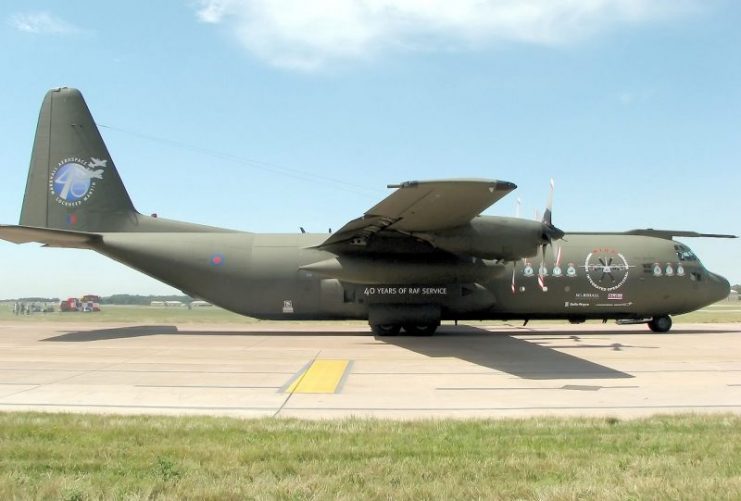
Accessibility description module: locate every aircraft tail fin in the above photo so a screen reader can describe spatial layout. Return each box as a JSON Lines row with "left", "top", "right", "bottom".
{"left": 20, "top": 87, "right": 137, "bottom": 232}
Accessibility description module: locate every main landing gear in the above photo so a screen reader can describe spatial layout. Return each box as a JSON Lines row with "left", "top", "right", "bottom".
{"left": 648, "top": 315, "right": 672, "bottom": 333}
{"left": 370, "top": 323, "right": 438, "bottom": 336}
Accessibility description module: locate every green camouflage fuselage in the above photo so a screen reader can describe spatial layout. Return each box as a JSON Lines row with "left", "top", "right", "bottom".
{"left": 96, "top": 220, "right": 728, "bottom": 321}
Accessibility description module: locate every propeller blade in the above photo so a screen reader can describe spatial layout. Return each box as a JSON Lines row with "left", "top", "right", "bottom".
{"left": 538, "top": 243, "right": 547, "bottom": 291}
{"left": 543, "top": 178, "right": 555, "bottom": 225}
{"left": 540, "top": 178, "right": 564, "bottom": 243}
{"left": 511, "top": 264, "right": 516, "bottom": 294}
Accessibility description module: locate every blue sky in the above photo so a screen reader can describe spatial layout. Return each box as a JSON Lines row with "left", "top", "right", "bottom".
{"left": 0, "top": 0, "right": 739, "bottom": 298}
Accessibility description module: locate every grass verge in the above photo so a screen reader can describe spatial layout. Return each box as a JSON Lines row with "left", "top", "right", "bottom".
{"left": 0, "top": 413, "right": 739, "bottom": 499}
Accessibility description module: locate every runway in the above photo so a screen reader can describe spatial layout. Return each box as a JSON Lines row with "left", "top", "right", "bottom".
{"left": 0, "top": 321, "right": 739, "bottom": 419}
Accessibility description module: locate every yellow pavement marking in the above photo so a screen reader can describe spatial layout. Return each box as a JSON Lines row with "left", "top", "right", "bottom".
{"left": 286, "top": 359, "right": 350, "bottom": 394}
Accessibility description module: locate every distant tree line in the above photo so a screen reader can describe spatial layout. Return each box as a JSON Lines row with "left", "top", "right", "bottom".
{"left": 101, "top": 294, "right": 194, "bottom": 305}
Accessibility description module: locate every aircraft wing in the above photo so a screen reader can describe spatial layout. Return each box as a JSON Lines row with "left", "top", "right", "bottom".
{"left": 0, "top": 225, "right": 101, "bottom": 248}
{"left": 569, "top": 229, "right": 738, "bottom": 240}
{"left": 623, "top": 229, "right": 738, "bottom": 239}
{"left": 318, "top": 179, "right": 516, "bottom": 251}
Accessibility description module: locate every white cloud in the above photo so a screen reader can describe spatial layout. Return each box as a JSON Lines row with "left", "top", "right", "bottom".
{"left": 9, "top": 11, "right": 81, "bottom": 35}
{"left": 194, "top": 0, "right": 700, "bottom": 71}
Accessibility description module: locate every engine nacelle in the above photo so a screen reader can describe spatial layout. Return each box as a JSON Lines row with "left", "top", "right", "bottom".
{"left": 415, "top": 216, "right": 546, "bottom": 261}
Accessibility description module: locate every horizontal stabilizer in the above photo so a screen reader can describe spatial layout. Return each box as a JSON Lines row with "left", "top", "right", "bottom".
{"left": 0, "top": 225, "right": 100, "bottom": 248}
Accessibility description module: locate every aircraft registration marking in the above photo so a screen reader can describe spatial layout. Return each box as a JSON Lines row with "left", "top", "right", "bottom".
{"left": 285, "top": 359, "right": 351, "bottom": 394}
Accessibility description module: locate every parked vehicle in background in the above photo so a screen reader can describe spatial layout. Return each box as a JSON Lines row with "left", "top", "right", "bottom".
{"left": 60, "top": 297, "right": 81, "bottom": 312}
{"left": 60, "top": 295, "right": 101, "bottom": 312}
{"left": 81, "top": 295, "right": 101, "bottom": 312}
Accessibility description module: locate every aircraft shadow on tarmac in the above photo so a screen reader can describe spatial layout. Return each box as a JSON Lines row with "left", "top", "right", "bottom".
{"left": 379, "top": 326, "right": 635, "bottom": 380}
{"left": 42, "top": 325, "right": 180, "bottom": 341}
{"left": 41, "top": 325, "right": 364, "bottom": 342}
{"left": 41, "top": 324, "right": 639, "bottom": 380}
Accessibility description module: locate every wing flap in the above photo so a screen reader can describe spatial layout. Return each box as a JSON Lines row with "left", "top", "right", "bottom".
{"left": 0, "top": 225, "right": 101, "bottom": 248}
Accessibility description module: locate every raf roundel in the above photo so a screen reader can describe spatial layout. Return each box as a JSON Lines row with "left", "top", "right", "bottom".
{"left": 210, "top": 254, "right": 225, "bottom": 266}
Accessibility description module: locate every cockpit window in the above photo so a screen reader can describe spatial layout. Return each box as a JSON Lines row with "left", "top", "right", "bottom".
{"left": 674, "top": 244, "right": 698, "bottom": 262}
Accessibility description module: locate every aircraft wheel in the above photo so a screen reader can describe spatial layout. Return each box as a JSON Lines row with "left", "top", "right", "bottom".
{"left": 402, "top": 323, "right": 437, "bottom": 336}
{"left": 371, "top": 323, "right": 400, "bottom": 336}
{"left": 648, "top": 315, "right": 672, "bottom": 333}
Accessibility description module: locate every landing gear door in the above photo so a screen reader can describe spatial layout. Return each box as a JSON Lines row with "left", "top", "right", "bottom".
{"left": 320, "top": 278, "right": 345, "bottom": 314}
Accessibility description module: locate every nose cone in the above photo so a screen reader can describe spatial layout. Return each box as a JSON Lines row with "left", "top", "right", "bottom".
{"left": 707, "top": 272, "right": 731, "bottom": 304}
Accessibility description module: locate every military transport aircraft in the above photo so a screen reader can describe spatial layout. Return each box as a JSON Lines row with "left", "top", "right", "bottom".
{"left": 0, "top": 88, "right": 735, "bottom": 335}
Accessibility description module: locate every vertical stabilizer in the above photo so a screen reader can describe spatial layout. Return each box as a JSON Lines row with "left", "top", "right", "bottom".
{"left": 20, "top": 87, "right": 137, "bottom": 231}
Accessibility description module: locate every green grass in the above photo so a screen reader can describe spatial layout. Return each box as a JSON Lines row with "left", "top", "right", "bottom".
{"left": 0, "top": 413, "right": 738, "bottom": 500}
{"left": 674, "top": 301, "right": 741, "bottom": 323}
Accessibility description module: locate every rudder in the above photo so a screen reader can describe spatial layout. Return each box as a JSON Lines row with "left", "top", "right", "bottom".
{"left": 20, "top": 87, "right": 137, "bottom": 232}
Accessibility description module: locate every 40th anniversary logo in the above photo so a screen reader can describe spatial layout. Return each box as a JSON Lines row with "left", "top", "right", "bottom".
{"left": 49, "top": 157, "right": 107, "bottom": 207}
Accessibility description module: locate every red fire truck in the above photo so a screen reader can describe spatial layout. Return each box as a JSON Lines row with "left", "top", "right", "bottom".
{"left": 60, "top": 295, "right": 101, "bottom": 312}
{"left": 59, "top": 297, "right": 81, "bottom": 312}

________________________________________

Exercise description - Only the pictures are dropped when you print the material; everything else is copied exactly.

Exercise answer -
Accessibility description module: locate every aircraft tail fin in the above photo so a screen reader can describe spatial layout. Return each box as a JSON Lines row with "left", "top", "right", "bottom".
{"left": 20, "top": 87, "right": 137, "bottom": 232}
Accessibility description module: locate every main landing gear in the above photo so a screen reader can describe spatial layout. Return each box as a JSON Lines row with "left", "top", "right", "bottom".
{"left": 648, "top": 315, "right": 672, "bottom": 333}
{"left": 370, "top": 323, "right": 438, "bottom": 336}
Accessibility description module: locate every green camouflage fuselage in the above photo so a screen reader can describe spatial layout. Return each box as a JSON Lines row with "left", "top", "right", "bottom".
{"left": 96, "top": 220, "right": 728, "bottom": 321}
Accessibility description module: locate every propeller blade in the above photo so a screen reader can describe spatial layout. Return each box as a JSON Lines row with "left", "top", "right", "bottom".
{"left": 538, "top": 243, "right": 547, "bottom": 291}
{"left": 543, "top": 178, "right": 555, "bottom": 225}
{"left": 540, "top": 178, "right": 564, "bottom": 243}
{"left": 511, "top": 264, "right": 516, "bottom": 294}
Accessibility description module: locate every blue sky in the above photo so a screen reader can describe spatial layout. Return each box as a JSON Lines row with "left", "top", "right", "bottom".
{"left": 0, "top": 0, "right": 739, "bottom": 298}
Accessibility description module: locate every grass verge in the above photo so a screen reader can describe spatial layout. Return each box as a JSON Lines row with "left", "top", "right", "bottom".
{"left": 0, "top": 413, "right": 739, "bottom": 499}
Accessibility description module: locate every runway in the above photo so a screen reader can describe spatial layout. Return each box as a JSON Lines row with "left", "top", "right", "bottom".
{"left": 0, "top": 321, "right": 739, "bottom": 419}
Accessibility description module: locate every yellow pavement marking in the above photo so a screen reader can describe spatial layout. Return each box as a JSON Lines row with "left", "top", "right", "bottom".
{"left": 286, "top": 359, "right": 350, "bottom": 394}
Accessibility description module: locate every distant tree line in the above photo so a screen reader can describe spatial layout. Return each box as a JSON Lines row with "left", "top", "right", "bottom".
{"left": 101, "top": 294, "right": 194, "bottom": 305}
Accessibility description module: locate every aircraft wing in the above photo so a screen reader can describe spatial layout. Return each box as a JSON Lines row with "left", "top", "right", "bottom".
{"left": 0, "top": 225, "right": 101, "bottom": 248}
{"left": 569, "top": 229, "right": 738, "bottom": 240}
{"left": 623, "top": 229, "right": 738, "bottom": 239}
{"left": 318, "top": 179, "right": 516, "bottom": 251}
Accessibility description module: locate every white cloud in the above photo so a screen reader can describe spatial layout. Return each box as a JSON Lines row with "left", "top", "right", "bottom".
{"left": 9, "top": 11, "right": 81, "bottom": 35}
{"left": 194, "top": 0, "right": 700, "bottom": 71}
Accessibility description module: locate every engine nacelle in the above photo so a screen reader can describe spatial layout. Return each box as a JSON Lines row with "left", "top", "right", "bottom".
{"left": 415, "top": 216, "right": 546, "bottom": 261}
Accessibility description module: locate every horizontal stabilizer in the above photo so a screen reader can describe spatial layout. Return each box as a JSON Lines row with "left", "top", "right", "bottom".
{"left": 0, "top": 225, "right": 100, "bottom": 248}
Accessibility description module: locate every aircraft registration marking in the above photo so a screen reader can describe spatial layout. Return each box as a JSON Lines row with "left", "top", "right", "bottom".
{"left": 285, "top": 359, "right": 351, "bottom": 394}
Accessibility description module: locate every parked vehicle in background in the above photo so a screen reader can describe spatial layout. Return each box as a JSON Lines row with "left", "top", "right", "bottom".
{"left": 60, "top": 297, "right": 81, "bottom": 312}
{"left": 60, "top": 295, "right": 101, "bottom": 312}
{"left": 81, "top": 295, "right": 101, "bottom": 312}
Accessibility description module: locate every aircraft shadow on tarmac in the above photo so a screen reader can describe spatial layout. Return each box as a JSON Lines row with "left", "top", "right", "bottom".
{"left": 379, "top": 326, "right": 635, "bottom": 380}
{"left": 42, "top": 325, "right": 180, "bottom": 341}
{"left": 41, "top": 325, "right": 364, "bottom": 342}
{"left": 41, "top": 324, "right": 639, "bottom": 380}
Accessibility description module: locate every wing flap in the above photo so a screen reader can describe spatial layout. Return each box as a JSON Lines row with "left", "top", "right", "bottom".
{"left": 0, "top": 225, "right": 101, "bottom": 248}
Accessibility description module: locate every raf roundel in the above photo so a screen reader can describe spatial layout. Return each box as a JSON Lines row with "left", "top", "right", "bottom".
{"left": 210, "top": 254, "right": 225, "bottom": 266}
Accessibility description module: locate every cockpit window in the above photo so a screen reader can describe spatial layout. Return each box as a JSON Lines row with "left", "top", "right", "bottom".
{"left": 674, "top": 244, "right": 698, "bottom": 262}
Accessibility description module: locate every aircraft wheel in the above photo so a screen reader can describe spatial layout. Return each box as a JSON Lines row with "left", "top", "right", "bottom".
{"left": 402, "top": 323, "right": 437, "bottom": 336}
{"left": 371, "top": 323, "right": 400, "bottom": 336}
{"left": 648, "top": 315, "right": 672, "bottom": 333}
Accessibility description module: locate every landing gear door in the above photo so a screen reader can describe spatial layout. Return each box as a JSON Lines row with "left", "top", "right", "bottom".
{"left": 320, "top": 278, "right": 345, "bottom": 314}
Accessibility description module: locate every nose cone in the above photo so a screen reader can describe spatial layout. Return each box as a JSON Lines row with "left", "top", "right", "bottom".
{"left": 707, "top": 272, "right": 731, "bottom": 304}
Accessibility description module: locate every military transport aircraft in the above photo so a screen reader can describe spatial layout. Return each box as a JSON Lines row with "left", "top", "right", "bottom".
{"left": 0, "top": 88, "right": 735, "bottom": 335}
Accessibility description module: locate every vertical stabilizer in the above photo so a screen reader can describe spatial layout. Return each box as a JSON Lines row with "left", "top", "right", "bottom".
{"left": 20, "top": 87, "right": 137, "bottom": 231}
Accessibility description module: locate every green grass in the above photo so a screen reader can describe spatial layout. Return each box as a JSON Lines row with "left", "top", "right", "bottom".
{"left": 0, "top": 413, "right": 738, "bottom": 500}
{"left": 674, "top": 301, "right": 741, "bottom": 323}
Accessibility description module: locate every rudder in the above photo so a screen reader can describe spatial layout. Return each box as a JSON Lines row with "left", "top", "right", "bottom".
{"left": 20, "top": 87, "right": 137, "bottom": 232}
Accessibility description module: locate every 40th anniversary logo in the above photo so a screen reader can describe spatial layout. Return each box as a JSON Lines row with "left", "top", "right", "bottom".
{"left": 49, "top": 157, "right": 107, "bottom": 207}
Accessibility description module: locate every red fire truck in the above photo so a screen reader can describe spatial layout. Return each box as a JSON Lines row with "left", "top", "right", "bottom".
{"left": 60, "top": 295, "right": 101, "bottom": 312}
{"left": 59, "top": 297, "right": 81, "bottom": 312}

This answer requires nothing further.